** TEXTAUSSCHNITT **
::::

Der Unternehmer und Firmenchef der größten Schuhhandelskette Europas, Heinrich Deichmann, bezeichnet sich selbst als christlicher Unternehmer (wir berichteten). Bereits 2010 zitierte ihn die Zeitung „Die Welt“ im Beitrag „Christliche Manager – Diese Unternehmer finden Profite nicht gottlos“ mit folgenden Worten: „Deichmann ist kein christliches Unternehmen. So etwas gibt es nicht. Aber ich bin ein christlicher Unternehmer.“ Im Jahr 2015 nahm die Süddeutsche Zeitung in ihrem Report mit dem Titel „Im Geschäft mit Gott“ darauf Bezug und berichtete wie folgt über Deichmann: Die Eigentümerfamilie gilt als sehr christlich. Von Heinrich Deichmann ist der Satz überliefert, ein christliches Unternehmen gebe es nicht. „Aber ich bin ein christlicher Unternehmer.“

Nun erklärte Heinrich Deichmann, der wie bereits sein Vater und sein Großvater Mitglied einer evangelischen Freikirche ist, im Interview mit der Neuen Züricher Zeitung (NZZ) genauer, was er darunter versteht, ein christlicher Unternehmer zu sein und wie das mit den Gesetzen der Marktwirtschaft zusammengeht.

::::

** AUFGABENZIEL **
Fass den Textausschnitt über Heinrich Deichmann in zwei Sätzen zusammen.

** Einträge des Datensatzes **
::::

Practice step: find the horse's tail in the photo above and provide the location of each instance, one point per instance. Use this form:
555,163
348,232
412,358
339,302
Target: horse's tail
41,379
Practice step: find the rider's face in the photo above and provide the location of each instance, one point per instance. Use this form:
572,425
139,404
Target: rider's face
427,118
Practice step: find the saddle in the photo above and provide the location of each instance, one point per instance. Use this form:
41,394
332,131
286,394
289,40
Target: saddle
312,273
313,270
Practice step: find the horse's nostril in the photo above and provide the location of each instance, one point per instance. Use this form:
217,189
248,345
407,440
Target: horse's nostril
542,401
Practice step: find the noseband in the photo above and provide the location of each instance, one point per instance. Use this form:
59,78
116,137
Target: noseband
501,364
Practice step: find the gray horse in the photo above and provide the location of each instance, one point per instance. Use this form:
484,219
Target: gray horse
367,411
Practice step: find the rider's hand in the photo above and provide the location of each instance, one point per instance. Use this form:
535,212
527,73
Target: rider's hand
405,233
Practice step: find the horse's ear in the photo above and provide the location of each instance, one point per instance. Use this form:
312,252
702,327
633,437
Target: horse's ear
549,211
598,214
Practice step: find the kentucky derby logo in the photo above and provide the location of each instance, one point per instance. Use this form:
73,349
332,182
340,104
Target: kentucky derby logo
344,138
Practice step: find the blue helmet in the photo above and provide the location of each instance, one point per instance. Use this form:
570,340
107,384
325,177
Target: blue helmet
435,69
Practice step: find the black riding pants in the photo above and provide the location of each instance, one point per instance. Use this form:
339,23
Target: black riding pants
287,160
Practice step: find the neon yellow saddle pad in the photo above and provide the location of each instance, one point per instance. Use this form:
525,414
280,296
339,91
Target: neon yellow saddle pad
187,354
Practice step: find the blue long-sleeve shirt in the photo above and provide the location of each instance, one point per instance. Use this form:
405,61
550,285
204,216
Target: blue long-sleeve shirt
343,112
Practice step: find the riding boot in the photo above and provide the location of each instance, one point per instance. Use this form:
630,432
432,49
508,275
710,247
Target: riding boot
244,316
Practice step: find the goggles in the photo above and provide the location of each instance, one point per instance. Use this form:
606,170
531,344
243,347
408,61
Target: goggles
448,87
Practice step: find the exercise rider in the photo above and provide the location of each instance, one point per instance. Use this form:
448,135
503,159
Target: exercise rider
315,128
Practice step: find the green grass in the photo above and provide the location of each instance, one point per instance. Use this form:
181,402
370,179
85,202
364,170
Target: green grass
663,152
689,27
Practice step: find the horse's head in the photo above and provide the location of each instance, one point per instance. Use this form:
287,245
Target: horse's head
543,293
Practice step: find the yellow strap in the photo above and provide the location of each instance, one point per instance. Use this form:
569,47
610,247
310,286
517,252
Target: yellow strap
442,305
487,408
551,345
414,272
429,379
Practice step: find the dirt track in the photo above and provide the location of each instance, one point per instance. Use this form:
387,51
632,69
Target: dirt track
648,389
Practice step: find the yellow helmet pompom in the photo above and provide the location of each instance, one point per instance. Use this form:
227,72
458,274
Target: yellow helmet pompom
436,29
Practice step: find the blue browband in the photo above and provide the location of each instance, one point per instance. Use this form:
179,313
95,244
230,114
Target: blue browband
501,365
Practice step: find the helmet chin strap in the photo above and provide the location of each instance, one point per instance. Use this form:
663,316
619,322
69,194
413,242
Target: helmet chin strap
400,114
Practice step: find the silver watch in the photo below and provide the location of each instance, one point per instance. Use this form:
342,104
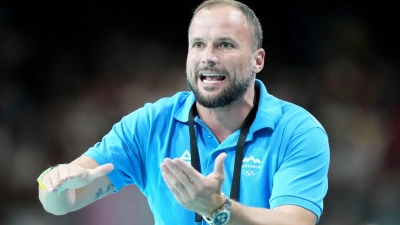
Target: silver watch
222,215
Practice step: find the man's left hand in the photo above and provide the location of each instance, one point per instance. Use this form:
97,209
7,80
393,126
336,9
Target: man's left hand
194,191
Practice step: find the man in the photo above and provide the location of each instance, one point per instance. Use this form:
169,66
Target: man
226,153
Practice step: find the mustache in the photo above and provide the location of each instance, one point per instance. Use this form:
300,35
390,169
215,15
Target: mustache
209,68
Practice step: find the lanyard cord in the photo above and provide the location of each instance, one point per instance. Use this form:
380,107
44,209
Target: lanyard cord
195,159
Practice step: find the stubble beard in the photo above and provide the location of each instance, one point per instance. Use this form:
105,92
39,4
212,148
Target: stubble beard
230,95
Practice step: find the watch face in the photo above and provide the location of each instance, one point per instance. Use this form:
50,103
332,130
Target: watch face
221,218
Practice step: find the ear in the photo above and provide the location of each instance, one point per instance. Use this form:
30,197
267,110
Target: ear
258,60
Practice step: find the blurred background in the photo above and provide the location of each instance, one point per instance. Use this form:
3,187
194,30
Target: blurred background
69,71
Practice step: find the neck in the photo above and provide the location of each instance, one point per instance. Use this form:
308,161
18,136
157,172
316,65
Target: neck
226,120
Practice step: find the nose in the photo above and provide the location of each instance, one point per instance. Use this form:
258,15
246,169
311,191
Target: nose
209,57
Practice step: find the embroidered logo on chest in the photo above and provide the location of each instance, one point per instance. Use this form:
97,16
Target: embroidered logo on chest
250,166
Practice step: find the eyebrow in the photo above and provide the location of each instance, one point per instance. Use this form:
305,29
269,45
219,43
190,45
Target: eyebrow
221,39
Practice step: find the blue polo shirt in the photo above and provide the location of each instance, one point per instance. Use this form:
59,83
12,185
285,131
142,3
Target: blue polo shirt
286,155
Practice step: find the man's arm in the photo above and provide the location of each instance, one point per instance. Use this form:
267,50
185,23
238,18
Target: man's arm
282,215
85,181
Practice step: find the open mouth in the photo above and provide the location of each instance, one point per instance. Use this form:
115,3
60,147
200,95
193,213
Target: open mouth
211,78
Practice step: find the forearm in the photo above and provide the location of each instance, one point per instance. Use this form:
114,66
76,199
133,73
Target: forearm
285,215
57,204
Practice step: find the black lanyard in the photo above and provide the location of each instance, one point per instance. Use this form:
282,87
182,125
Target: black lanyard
195,159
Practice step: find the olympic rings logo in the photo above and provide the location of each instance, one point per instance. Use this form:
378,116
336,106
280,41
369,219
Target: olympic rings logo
249,173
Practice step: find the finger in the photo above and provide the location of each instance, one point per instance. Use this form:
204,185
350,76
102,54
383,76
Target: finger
63,172
46,181
219,165
55,179
171,186
191,174
100,171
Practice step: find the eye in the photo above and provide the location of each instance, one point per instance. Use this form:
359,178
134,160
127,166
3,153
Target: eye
198,45
226,45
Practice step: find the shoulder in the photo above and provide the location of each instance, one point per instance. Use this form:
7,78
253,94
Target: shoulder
162,108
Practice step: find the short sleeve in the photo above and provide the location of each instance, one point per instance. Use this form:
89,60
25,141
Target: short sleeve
301,178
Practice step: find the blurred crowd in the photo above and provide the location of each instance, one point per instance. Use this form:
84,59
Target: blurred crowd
348,84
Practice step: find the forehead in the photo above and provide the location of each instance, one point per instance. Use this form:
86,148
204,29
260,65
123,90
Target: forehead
219,20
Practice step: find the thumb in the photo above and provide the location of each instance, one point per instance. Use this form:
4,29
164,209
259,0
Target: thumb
100,171
219,164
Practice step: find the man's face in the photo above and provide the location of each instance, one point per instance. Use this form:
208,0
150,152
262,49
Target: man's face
219,61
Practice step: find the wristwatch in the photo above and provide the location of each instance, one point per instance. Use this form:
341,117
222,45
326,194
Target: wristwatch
222,215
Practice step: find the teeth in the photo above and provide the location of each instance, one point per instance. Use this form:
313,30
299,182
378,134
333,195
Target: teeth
210,75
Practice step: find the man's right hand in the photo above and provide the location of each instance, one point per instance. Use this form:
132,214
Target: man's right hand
73,176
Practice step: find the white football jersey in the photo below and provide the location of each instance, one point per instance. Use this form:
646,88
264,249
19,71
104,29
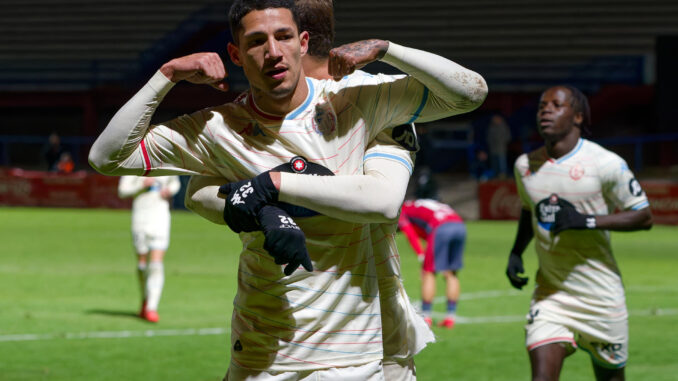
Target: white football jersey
576,267
330,317
150,212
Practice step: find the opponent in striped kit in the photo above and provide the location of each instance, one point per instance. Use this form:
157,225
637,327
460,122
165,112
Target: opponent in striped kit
445,235
150,233
328,318
570,189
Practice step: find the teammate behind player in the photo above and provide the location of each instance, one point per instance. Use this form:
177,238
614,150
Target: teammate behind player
290,324
150,233
569,189
445,235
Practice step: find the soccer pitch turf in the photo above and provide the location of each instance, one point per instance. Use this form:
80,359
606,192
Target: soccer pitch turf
69,297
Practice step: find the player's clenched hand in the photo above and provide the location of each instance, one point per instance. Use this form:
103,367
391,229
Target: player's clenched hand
346,59
513,269
567,217
284,240
198,68
244,199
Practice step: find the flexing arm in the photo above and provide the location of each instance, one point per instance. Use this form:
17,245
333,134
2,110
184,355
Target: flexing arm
454,89
374,197
119,149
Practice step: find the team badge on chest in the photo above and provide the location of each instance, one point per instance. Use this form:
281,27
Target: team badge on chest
576,172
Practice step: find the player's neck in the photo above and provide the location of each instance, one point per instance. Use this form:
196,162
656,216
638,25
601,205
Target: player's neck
316,67
281,105
561,147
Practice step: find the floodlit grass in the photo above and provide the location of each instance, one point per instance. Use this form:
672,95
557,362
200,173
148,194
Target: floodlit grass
68,297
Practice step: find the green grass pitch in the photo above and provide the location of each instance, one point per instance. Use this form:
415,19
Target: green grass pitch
68,297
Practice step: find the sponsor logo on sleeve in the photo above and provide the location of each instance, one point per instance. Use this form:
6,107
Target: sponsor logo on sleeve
406,137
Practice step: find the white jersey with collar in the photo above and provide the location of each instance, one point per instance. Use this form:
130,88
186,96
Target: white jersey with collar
328,318
577,268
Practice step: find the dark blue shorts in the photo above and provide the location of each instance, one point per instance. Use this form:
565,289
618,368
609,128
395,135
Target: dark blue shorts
448,246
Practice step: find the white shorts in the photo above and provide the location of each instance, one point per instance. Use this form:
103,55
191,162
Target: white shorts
145,241
606,341
372,371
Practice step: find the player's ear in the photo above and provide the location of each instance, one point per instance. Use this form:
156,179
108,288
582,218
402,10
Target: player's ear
234,53
578,119
303,40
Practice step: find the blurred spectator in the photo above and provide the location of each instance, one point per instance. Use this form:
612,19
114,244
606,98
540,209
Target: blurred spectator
53,151
65,163
498,138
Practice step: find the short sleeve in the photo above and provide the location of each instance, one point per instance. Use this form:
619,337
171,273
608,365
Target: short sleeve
620,187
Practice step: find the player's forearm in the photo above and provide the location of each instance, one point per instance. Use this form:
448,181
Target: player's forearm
202,198
117,150
456,86
625,221
524,234
375,197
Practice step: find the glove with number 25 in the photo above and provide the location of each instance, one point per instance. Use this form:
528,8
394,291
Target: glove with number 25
284,240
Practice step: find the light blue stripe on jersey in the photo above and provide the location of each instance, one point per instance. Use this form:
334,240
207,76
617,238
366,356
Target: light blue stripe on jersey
389,156
309,98
424,98
306,305
310,289
642,205
574,151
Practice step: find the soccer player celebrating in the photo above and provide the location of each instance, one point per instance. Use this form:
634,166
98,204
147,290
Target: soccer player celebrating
290,324
569,189
445,235
150,233
377,196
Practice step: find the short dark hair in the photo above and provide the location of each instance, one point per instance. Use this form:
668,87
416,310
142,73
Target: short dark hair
580,103
317,18
240,8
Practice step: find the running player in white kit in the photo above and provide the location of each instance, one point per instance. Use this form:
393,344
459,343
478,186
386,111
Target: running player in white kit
150,233
570,189
291,325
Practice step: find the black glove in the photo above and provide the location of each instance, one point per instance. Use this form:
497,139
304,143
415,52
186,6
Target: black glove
515,267
567,217
245,199
284,240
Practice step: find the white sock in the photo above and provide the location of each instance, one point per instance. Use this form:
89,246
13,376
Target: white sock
154,283
141,274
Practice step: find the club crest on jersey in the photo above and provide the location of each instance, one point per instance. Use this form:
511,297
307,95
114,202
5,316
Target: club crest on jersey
576,172
298,164
546,210
634,187
406,136
324,122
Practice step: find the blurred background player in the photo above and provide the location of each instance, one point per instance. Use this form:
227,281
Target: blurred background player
569,189
150,233
445,235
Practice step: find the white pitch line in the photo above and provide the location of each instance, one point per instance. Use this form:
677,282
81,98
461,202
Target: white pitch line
114,334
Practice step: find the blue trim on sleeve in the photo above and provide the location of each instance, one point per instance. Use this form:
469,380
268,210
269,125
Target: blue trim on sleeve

::::

** VOLLSTÄNDIGE ANTWORT **
Heinrich Deichmann, Chef der größten Schuhhandelskette Europas, bezeichnet sich als christlicher Unternehmer, sagt aber laut der „Welt“ (2010) und der Süddeutschen Zeitung (2015), ein christliches Unternehmen gebe es nicht. Im Interview mit der NZZ hat er, der wie sein Vater und sein Großvater Mitglied einer evangelischen Freikirche ist, nun genauer erklärt, was er darunter versteht und wie das mit den Gesetzen der Marktwirtschaft zusammengeht.